= Beginning of Section =

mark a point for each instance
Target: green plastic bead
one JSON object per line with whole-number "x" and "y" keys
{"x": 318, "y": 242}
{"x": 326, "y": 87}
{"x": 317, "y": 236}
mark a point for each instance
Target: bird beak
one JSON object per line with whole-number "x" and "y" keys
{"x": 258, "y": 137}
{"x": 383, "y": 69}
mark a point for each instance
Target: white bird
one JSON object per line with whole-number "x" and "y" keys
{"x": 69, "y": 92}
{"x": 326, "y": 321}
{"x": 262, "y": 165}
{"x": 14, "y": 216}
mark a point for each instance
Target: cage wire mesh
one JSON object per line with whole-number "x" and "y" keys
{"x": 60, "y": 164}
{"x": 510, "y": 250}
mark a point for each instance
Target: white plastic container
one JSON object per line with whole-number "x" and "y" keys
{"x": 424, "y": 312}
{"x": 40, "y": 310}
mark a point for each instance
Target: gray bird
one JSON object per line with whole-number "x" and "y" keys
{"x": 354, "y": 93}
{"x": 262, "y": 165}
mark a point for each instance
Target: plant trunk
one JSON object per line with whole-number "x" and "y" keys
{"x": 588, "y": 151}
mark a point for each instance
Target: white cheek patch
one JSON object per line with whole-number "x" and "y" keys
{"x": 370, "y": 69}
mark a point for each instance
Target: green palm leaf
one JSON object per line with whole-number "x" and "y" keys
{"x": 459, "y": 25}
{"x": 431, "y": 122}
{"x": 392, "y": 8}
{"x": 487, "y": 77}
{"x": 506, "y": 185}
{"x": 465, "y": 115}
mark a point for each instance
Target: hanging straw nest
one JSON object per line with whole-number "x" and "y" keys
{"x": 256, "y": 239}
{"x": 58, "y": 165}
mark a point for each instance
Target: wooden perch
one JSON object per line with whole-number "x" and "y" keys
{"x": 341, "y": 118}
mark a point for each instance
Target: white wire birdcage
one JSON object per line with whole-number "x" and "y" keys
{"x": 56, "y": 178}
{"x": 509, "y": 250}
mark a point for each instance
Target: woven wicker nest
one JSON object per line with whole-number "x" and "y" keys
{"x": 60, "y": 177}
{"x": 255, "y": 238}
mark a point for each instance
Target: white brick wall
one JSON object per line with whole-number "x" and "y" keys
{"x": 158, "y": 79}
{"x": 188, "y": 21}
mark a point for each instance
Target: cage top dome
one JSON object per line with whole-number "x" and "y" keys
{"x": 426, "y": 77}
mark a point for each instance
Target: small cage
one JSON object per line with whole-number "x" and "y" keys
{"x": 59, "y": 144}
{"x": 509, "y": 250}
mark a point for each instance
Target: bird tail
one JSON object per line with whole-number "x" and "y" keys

= End of Section =

Task requirements
Above are the records; repeat exactly the lines from the one holding "Target: white wire birdcage" down to the one holding "Target: woven wicker nest", end lines included.

Output of the task
Target: white wire birdcage
one JSON object per line with whole-number "x" and "y" keys
{"x": 56, "y": 178}
{"x": 509, "y": 250}
mark a point for each instance
Target: woven wicker nest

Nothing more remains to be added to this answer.